** Work instructions **
Retype, word for word, each line between the lines holding "Target: tokyo sky tree" and "Target: white apartment building", inclusive, and leave the rest of the data alone.

[Saved entries]

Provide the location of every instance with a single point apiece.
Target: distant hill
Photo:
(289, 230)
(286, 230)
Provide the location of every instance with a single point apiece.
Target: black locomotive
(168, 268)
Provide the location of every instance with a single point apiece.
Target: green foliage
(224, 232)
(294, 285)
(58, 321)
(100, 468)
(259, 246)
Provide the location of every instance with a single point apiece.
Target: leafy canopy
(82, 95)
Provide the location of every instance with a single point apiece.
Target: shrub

...

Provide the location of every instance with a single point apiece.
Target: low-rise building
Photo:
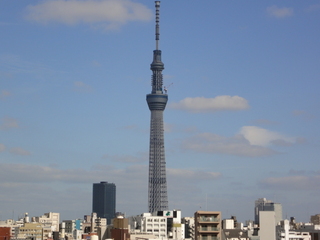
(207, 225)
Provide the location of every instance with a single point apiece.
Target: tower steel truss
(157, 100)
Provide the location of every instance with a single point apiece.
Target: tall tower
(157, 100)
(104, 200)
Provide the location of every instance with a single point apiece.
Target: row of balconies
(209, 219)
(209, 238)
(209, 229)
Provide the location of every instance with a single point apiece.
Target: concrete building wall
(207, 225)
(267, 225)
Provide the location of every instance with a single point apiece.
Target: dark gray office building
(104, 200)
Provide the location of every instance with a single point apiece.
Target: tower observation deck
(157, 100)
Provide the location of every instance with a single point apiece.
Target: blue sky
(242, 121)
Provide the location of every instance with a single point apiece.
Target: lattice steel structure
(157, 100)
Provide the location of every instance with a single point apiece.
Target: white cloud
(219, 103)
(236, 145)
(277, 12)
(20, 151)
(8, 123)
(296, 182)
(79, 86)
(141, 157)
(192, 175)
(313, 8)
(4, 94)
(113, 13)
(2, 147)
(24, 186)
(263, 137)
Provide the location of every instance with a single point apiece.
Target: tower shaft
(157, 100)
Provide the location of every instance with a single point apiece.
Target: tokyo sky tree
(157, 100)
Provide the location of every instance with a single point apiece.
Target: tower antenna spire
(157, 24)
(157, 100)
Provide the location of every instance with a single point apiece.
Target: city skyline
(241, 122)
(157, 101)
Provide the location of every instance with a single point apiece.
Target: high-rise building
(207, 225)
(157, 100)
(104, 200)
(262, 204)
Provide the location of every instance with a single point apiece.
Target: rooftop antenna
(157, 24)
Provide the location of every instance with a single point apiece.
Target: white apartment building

** Expected answer **
Target: tokyo sky tree
(157, 100)
Provide the location of every instance with a single point apiece.
Target: tower antenna spire
(157, 24)
(157, 100)
Provide the location of every instance with a single point apiece.
Target: city skyline
(241, 122)
(157, 101)
Provide the location of every instance with a single point apiece.
Target: high-rise building
(207, 225)
(157, 100)
(104, 200)
(262, 204)
Provide the location of every instance with a single point apiece.
Target: rooftop antenna
(157, 24)
Provide the location of every instance with a single point apiece.
Target: white apartment building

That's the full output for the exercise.